Source text:
** start **
Publications mentioned: “Arriverderci Moma” by Jed Perl – Feb 2006 New Republic Magazine)

Citing the City: Museum Architecture, Mapping,and the Tourist Gaze - Naomi Stead (Paper available here)
Nearly ten years after the opening of the Guggenheim Museum in Bilbao, the so-called ‘Bilbao effect’ has been widely discussed amongst museum professionals, governments, and architects alike.
Within this broad discourse, much attention has been paid to the role of spectacular or iconic architecture in city branding, the promotion of cultural tourism, and the revitalisation of depressed urban centres. What has been less discussed is the way that architectural tourism itself serves to constitute the city as a kind of ‘museum’ of sights, spectacles, and objects, to be consumed by the tourist gaze. In this way, the tourist serves to reconstitute and re-map the city as a series of spatial urban artefacts, landmarks, and souvenirs, to be ‘collected’ in the experience of the city. In examining this notion, the paper will discuss the role of museums in shaping a cultural space and visitor experience, and the significance of museums within a broader urban fabric and milieu.

* Perl’s article: Attack on curatorial vision, and that it is tourist-friendly/”dumbed down”, and a poor view of the director
* Museum buildings transcending their purpose: the building becomes something of its own.
* Tourist maps – museums as landmarks, museum buildings as markers
* Iconic architecture makes the promotion of a museum easier
* The idea of the city as a museum, full of buildings-as-artefacts

Cultural Connections— The Queensland Gallery of Modern Art - Lindsay Clare (Paper available here)
Whilst the museum creates opportunities for multifarious cultural connections the character of the architecture can respond to the spirit of place and provide a framework to enrich visitor experience.
** end **
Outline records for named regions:
** start **
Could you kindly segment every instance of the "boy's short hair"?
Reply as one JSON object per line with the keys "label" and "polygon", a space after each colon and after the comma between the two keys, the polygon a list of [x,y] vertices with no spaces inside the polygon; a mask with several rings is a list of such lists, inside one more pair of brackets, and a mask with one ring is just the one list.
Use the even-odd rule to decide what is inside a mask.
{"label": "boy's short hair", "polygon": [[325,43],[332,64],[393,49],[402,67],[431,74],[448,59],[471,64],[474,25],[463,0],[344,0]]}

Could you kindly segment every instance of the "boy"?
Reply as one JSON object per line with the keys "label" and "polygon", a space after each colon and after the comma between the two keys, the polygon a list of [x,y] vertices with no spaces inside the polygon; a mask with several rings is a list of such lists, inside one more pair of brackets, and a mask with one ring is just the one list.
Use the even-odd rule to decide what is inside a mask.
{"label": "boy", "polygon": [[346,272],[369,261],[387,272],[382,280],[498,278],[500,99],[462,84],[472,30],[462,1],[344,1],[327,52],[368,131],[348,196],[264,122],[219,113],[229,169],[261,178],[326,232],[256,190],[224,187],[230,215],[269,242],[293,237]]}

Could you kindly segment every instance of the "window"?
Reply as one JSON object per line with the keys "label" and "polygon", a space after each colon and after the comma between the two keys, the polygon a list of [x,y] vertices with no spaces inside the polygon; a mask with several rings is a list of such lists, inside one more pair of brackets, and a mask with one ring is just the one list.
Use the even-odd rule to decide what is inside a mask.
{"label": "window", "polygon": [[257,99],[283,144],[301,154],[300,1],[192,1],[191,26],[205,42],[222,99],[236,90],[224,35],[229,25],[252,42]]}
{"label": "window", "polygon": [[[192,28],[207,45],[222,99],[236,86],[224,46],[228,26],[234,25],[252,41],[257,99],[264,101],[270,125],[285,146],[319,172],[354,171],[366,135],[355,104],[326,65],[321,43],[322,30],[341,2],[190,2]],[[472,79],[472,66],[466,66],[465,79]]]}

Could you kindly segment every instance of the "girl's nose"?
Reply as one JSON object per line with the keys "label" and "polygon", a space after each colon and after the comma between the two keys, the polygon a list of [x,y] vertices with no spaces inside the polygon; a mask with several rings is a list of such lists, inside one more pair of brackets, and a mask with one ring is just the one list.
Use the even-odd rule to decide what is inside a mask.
** end **
Task to complete: Please write out the museum architecture notes from "Nearly ten years" to "and architects alike.".

Written answer:
Nearly ten years after the opening of the Guggenheim Museum in Bilbao, the so-called ‘Bilbao effect’ has been widely discussed amongst museum professionals, governments, and architects alike.